■ **PROBLEMS TO SOLVE**
1. Edit the stretch of the article on Sarah Addison Allen's Lost Lake from "Allen has firsthand" through "about her illness.", swapping "disease" for "illness".
2. Resume the article on Sarah Addison Allen's Lost Lake, picking up after its final sentence.

■ **EXCERPTED PASSAGE**
One novel, two journeys

New directions: “I knew I wanted to go someplace swampy and wet,” local writer Sarah Addison Allen says of her latest novel, Lost Lake, set near a small Georgia town. It’s one of many bold moves the bestselling author made with her return to writing.

When Sarah Addison Allen sat down to write Lost Lake, her first novel in three years, she began with an image: Spanish moss.

“I knew I wanted to go someplace swampy and wet,” Allen says, and so Lost Lake was born — a fading resort on the outskirts of a small Georgia town. For the local author (who reads at Malaprop’s Bookstore/Café on Friday, Jan. 24) this marked a significant change: It was the first time she had set a story outside of North Carolina.

Lost Lake
breaks from Allen’s previous novels, including New York Times bestsellers Garden Spells and The Girl Who Chased the Moon) in another significant respect. As she puts it, this novel “has a sense of grief that the others didn’t.”

The new book tells the story of Kate Pheris, a young widow just beginning to reclaim control of her life after a year lost to mourning her husband. Several other characters — including romantic interest Wes Patterson — are also dealing with grief in various forms. Kate’s journey sets off a series of events that move them all beyond heartache to reconnection and renewal.

In short, Kate goes to Lost Lake and finds “something she didn’t know she was looking for,” Allen says. “Which sort of mirrors the cancer journey.”

Allen has firsthand knowledge of that disease. She received a breast cancer diagnosis during the release of her previous novel, The Peach Keeper. And yet, she says, she didn’t set out to write about her illness.

“When I announced that after treatment I was going to be sitting down to write a book, the question I was asked the most was, ‘Is this going to be a book about cancer?’ And my answer was always, ‘No!’” says Allen. Cancer isn’t even mentioned in Lost Lake, she notes, but when she reread the completed work, she realized that she “wrote a book about grief. So in some small way, I did write about cancer.”

Allen took a year off from working on fiction as she went through treatment and admits that “sitting back down to write was terrifying.” But just as her protagonist discovers, a terrible experience freed her in unexpected ways. “It’s still hard to write a book, but it’s not the end of the world,” Allen says. “I’ve stood on that precipice, and I’ve seen the end of my world, and it’s not a missed deadline.”

This sense of liberation extended to Allen’s professional life. Even before her diagnosis, she had a desire to expand her creative boundaries by changing publishers. She believes her illness allowed her to move past her fears and begin the journey that led her to St. Martin’s Press. “I would have been too scared to do it had I not been through what I went through,” she says. “Letting go of a lot of fear was a big change in my life, post-cancer. Fear of doing something wrong and then of something bad happening. And then something bad did happen. And it’s not the end of the world.”

■ **DATA TO EXAMINE**

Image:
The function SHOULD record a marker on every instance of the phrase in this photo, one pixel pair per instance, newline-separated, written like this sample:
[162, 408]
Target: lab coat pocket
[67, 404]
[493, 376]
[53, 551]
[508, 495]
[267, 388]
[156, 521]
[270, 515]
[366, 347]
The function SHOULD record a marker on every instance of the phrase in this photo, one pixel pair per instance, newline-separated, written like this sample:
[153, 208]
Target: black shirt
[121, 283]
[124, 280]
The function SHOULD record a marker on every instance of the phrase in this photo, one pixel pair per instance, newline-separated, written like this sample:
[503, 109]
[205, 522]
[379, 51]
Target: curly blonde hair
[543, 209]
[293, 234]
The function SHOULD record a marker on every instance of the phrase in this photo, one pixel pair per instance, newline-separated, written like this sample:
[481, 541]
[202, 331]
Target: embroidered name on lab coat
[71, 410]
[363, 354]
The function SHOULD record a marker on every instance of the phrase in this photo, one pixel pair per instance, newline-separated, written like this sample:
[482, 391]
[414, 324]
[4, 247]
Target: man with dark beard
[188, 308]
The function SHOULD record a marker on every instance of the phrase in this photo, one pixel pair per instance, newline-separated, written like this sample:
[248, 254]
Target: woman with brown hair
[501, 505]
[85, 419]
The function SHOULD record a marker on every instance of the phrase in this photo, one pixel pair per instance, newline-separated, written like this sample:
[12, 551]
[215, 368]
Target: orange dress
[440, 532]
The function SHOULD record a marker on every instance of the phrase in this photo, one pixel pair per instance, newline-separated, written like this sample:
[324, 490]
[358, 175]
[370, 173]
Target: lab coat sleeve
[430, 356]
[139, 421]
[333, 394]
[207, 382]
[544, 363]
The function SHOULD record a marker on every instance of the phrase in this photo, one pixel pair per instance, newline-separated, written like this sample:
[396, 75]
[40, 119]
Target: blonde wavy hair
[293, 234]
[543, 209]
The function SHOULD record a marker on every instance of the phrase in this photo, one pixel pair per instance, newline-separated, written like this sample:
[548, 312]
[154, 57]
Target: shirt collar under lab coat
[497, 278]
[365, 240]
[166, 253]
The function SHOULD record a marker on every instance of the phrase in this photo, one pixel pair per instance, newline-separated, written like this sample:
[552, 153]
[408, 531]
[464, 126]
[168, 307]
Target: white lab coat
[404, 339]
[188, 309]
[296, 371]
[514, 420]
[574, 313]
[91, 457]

--

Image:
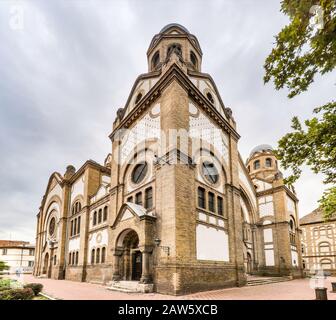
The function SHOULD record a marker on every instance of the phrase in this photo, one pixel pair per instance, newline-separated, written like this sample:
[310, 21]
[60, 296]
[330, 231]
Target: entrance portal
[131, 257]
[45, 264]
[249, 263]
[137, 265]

■ **PER-TASK ANSWERS**
1.
Allen has firsthand knowledge of that illness. She received a breast cancer diagnosis during the release of her previous novel, The Peach Keeper. And yet, she says, she didn’t set out to write about her illness.

2.
These lessons inform Kate’s quest to reclaim her life. In fact, the connections between Allen’s experience and Lost Lake extend even to physical details. Kate begins her lost year of grief by cutting off all of her hair. “I lost my hair with chemo,” Allen says, and Kate’s hair “is exactly what my hair was going through during that one-year mark.”

Despite these parallels, Allen insists that Kate’s story is the character’s own. “I don’t see her as any sort of mirror of me,” she says.

For one thing, Kate’s story is deepened by Allen’s signature magical realism. While those elements in Lost Lake appear with a lighter touch than in some of Allen’s other works, they serve a similar purpose by pointing the reader’s attention toward truths guessed at by the heart. This is especially apparent in the connection that forms between Kate’s young daughter Devin and Wes Patterson’s elusive brother, Billy (glimpsed chiefly through memories of him as a young boy). Their story, in turn, draws Kate deeper into the mystery surrounding Wes.

Wes, Allen says, “is different from any other male character I’ve written.” Noting how it’s a staple in romance novels that male leads are there for the female characters, Allen broke from this tradition and took pains to give Kate’s romantic interest a rich backstory.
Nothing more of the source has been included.